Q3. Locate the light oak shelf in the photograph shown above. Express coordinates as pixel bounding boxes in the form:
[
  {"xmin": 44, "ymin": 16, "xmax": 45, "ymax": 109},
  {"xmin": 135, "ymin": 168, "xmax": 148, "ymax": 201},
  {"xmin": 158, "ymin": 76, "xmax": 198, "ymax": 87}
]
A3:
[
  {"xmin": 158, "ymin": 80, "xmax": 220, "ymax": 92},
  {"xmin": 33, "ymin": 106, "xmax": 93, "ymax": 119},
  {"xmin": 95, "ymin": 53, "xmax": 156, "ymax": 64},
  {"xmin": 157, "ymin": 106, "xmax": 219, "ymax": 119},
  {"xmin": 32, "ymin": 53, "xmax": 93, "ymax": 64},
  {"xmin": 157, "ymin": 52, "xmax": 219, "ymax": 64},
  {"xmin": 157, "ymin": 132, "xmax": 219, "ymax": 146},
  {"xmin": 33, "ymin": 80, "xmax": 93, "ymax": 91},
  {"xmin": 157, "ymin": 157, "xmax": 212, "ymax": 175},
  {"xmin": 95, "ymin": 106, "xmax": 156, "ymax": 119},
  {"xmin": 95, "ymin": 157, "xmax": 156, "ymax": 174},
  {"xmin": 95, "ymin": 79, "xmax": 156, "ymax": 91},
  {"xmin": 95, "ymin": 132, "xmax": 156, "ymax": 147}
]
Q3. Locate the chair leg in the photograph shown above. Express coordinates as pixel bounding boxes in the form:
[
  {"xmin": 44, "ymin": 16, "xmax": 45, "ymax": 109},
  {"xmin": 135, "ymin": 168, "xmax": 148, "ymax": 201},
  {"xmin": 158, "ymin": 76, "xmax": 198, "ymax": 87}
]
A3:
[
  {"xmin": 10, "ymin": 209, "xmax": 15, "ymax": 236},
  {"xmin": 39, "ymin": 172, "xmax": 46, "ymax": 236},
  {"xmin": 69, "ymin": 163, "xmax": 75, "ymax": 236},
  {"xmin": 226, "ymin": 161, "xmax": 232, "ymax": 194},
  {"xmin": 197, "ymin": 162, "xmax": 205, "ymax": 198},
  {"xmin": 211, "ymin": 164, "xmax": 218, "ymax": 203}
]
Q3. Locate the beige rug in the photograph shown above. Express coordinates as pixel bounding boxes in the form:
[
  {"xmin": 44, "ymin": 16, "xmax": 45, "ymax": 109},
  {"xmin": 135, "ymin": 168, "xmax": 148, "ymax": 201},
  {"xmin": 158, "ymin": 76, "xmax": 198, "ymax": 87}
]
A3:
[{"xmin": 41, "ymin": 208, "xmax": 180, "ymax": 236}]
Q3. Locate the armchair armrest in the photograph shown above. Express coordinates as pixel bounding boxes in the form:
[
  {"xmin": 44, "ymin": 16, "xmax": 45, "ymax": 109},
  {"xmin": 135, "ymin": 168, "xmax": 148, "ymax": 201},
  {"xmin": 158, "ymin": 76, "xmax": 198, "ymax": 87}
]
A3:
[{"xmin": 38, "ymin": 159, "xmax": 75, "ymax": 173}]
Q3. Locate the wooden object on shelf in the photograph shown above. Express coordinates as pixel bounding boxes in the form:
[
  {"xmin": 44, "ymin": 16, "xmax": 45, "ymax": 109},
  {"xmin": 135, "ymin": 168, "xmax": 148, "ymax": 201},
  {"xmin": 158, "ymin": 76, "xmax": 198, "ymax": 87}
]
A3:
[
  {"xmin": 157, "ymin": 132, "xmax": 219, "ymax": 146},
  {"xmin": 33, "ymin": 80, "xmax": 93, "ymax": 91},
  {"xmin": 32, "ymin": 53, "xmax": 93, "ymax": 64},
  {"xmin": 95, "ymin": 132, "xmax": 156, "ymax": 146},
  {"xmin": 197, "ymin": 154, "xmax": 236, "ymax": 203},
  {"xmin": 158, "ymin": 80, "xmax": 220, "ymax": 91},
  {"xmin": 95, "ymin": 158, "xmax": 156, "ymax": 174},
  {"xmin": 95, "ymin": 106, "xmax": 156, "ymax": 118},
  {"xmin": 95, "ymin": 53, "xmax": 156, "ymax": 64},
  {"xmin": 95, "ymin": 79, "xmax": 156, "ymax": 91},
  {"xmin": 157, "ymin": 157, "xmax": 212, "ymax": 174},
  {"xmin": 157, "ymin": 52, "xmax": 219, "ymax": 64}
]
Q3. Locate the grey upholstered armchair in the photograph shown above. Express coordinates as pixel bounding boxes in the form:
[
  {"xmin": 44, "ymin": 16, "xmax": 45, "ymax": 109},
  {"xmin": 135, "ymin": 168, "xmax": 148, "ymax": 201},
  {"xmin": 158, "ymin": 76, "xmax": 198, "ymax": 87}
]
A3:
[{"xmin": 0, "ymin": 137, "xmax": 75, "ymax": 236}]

> [Your task]
Rewrite every line of the records above as one numbered list, and leave out any blank lines.

> [Task result]
1. Q3. Locate the light oak shelf in the photograph shown above. Express coordinates as pixel bounding boxes in the form:
2. [
3.   {"xmin": 44, "ymin": 16, "xmax": 45, "ymax": 109},
4.   {"xmin": 135, "ymin": 168, "xmax": 148, "ymax": 201},
5.   {"xmin": 158, "ymin": 76, "xmax": 198, "ymax": 87}
6. ]
7. A3:
8. [
9.   {"xmin": 158, "ymin": 80, "xmax": 220, "ymax": 92},
10.   {"xmin": 33, "ymin": 106, "xmax": 93, "ymax": 119},
11.   {"xmin": 95, "ymin": 53, "xmax": 156, "ymax": 64},
12.   {"xmin": 157, "ymin": 106, "xmax": 219, "ymax": 119},
13.   {"xmin": 32, "ymin": 53, "xmax": 93, "ymax": 64},
14.   {"xmin": 157, "ymin": 52, "xmax": 219, "ymax": 64},
15.   {"xmin": 157, "ymin": 132, "xmax": 219, "ymax": 146},
16.   {"xmin": 33, "ymin": 80, "xmax": 93, "ymax": 91},
17.   {"xmin": 157, "ymin": 157, "xmax": 212, "ymax": 175},
18.   {"xmin": 95, "ymin": 106, "xmax": 156, "ymax": 119},
19.   {"xmin": 95, "ymin": 157, "xmax": 156, "ymax": 174},
20.   {"xmin": 95, "ymin": 79, "xmax": 156, "ymax": 91},
21.   {"xmin": 95, "ymin": 132, "xmax": 156, "ymax": 147}
22. ]
23. Q3. Locate the chair leg in the photograph shown above. Express coordinates as pixel bounding boxes in the form:
24. [
25.   {"xmin": 44, "ymin": 16, "xmax": 45, "ymax": 109},
26.   {"xmin": 135, "ymin": 168, "xmax": 148, "ymax": 201},
27.   {"xmin": 158, "ymin": 76, "xmax": 198, "ymax": 87}
28. ]
29. A3:
30. [
31.   {"xmin": 10, "ymin": 209, "xmax": 15, "ymax": 236},
32.   {"xmin": 39, "ymin": 172, "xmax": 46, "ymax": 236},
33.   {"xmin": 69, "ymin": 163, "xmax": 75, "ymax": 236},
34.   {"xmin": 226, "ymin": 161, "xmax": 232, "ymax": 194},
35.   {"xmin": 197, "ymin": 162, "xmax": 205, "ymax": 198},
36.   {"xmin": 211, "ymin": 164, "xmax": 218, "ymax": 203}
37. ]
38. Q3. Locate the beige rug in the photograph shown above. Express coordinates as pixel bounding boxes in the form:
39. [
40.   {"xmin": 44, "ymin": 16, "xmax": 45, "ymax": 109},
41.   {"xmin": 135, "ymin": 168, "xmax": 148, "ymax": 201},
42.   {"xmin": 158, "ymin": 76, "xmax": 198, "ymax": 87}
43. ]
44. A3:
45. [{"xmin": 41, "ymin": 208, "xmax": 180, "ymax": 236}]
46. Q3. Locate the armchair armrest in the photograph shown above. Express coordinates as pixel bounding boxes in the form:
47. [
48.   {"xmin": 44, "ymin": 16, "xmax": 45, "ymax": 109},
49.   {"xmin": 135, "ymin": 168, "xmax": 148, "ymax": 201},
50.   {"xmin": 158, "ymin": 76, "xmax": 198, "ymax": 87}
51. ]
52. A3:
53. [{"xmin": 38, "ymin": 159, "xmax": 75, "ymax": 173}]
54. Q3. Locate the wooden object on shelf in the photograph shown above. Express coordinates as pixel bounding boxes in the form:
55. [
56.   {"xmin": 44, "ymin": 16, "xmax": 45, "ymax": 109},
57.   {"xmin": 135, "ymin": 168, "xmax": 148, "ymax": 201},
58.   {"xmin": 158, "ymin": 76, "xmax": 198, "ymax": 87}
59. ]
60. A3:
61. [
62.   {"xmin": 157, "ymin": 132, "xmax": 219, "ymax": 146},
63.   {"xmin": 33, "ymin": 80, "xmax": 93, "ymax": 91},
64.   {"xmin": 32, "ymin": 53, "xmax": 93, "ymax": 64},
65.   {"xmin": 95, "ymin": 132, "xmax": 156, "ymax": 146},
66.   {"xmin": 197, "ymin": 154, "xmax": 236, "ymax": 203},
67.   {"xmin": 158, "ymin": 80, "xmax": 220, "ymax": 91},
68.   {"xmin": 95, "ymin": 158, "xmax": 156, "ymax": 174},
69.   {"xmin": 95, "ymin": 106, "xmax": 156, "ymax": 118},
70.   {"xmin": 95, "ymin": 53, "xmax": 156, "ymax": 64},
71.   {"xmin": 95, "ymin": 79, "xmax": 156, "ymax": 91},
72.   {"xmin": 157, "ymin": 157, "xmax": 212, "ymax": 174},
73.   {"xmin": 157, "ymin": 52, "xmax": 219, "ymax": 64}
74. ]
75. Q3. Locate the grey upholstered armchair in the photograph shown above. Express coordinates as pixel bounding boxes in the form:
76. [
77.   {"xmin": 44, "ymin": 16, "xmax": 45, "ymax": 109},
78.   {"xmin": 135, "ymin": 168, "xmax": 148, "ymax": 201},
79.   {"xmin": 158, "ymin": 76, "xmax": 198, "ymax": 87}
80. ]
81. A3:
82. [{"xmin": 0, "ymin": 137, "xmax": 75, "ymax": 236}]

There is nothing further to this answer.